Outside temps were between 27-33° the whole time. House was 73° when we got home at noon today. Probably won't be having another fire till later tonight.

I've done similar loadings before a handful of times over the years when we would be gone for a day or two. Always got between 22 and 24 hour blower run times. Did a 93lb load earlier in December and I just missed 24 hours by 10 minutes.
 
I was able to extract the data from my Smoke. I loaded at exactly 10:54am Sunday morning (the 10:45 I mentioned above was just a estimate based on when we left) and the blower shut off at exactly 11:56am Monday morning. You can tell by looking at the supply temps. At 10:54am (far left) Sunday morning it spiked, which means I manually shut the blower off to load. Then at 11:56am Monday morning the temp spiked up again, which means the blower had shut off, which it typically does right around the 96° area. So it ran continuously for 25 hours and 2 minutes. Typically when the blower shuts off I will have roughly a handful of coals to reload on, just enough to do a re-load if I have to.

Keep in mind my blower is speed controlled and slowed down to increase my supply temps. This house loves low volumes of hotter air vs high volumes of warm air. The speed controller will also speed up and slow down the blower based on supply temp in order to maximize its supply temp.

Material:
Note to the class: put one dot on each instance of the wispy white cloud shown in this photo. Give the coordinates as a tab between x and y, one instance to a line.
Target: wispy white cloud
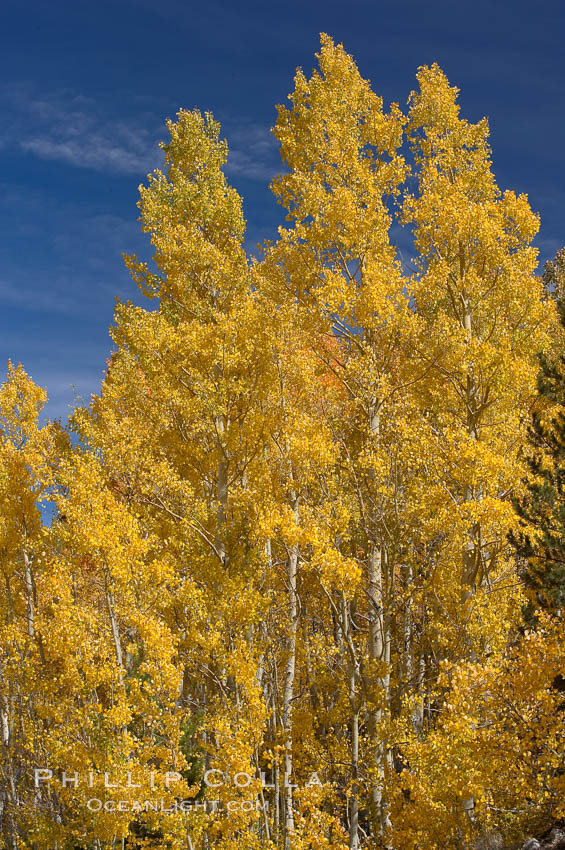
80	131
84	133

Stated exercise 1: Quote the wood furnace post above word for word, everything from "Outside temps were" down to "by 10 minutes.".
Stated exercise 2: Translate this sentence from the wood furnace post into Spanish: "So it ran continuously for 25 hours and 2 minutes."

Exercise answer 1:
Outside temps were between 27-33° the whole time. House was 73° when we got home at noon today. Probably won't be having another fire till later tonight.

I've done similar loadings before a handful of times over the years when we would be gone for a day or two. Always got between 22 and 24 hour blower run times. Did a 93lb load earlier in December and I just missed 24 hours by 10 minutes.

Exercise answer 2: Así que funcionó de manera continua durante 25 horas y 2 minutos.